- _What is expected_
State how many of the lines below contain the string "evidence". Reply with the number only.

* Begin Provided entries *

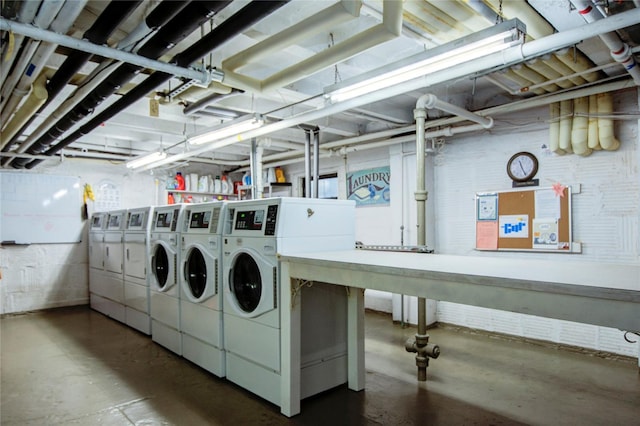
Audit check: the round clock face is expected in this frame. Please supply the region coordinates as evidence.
[507,152,538,182]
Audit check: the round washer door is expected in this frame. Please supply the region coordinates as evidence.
[227,249,277,318]
[182,244,218,302]
[151,241,176,291]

* End Provided entries *

- _Complete answer_
2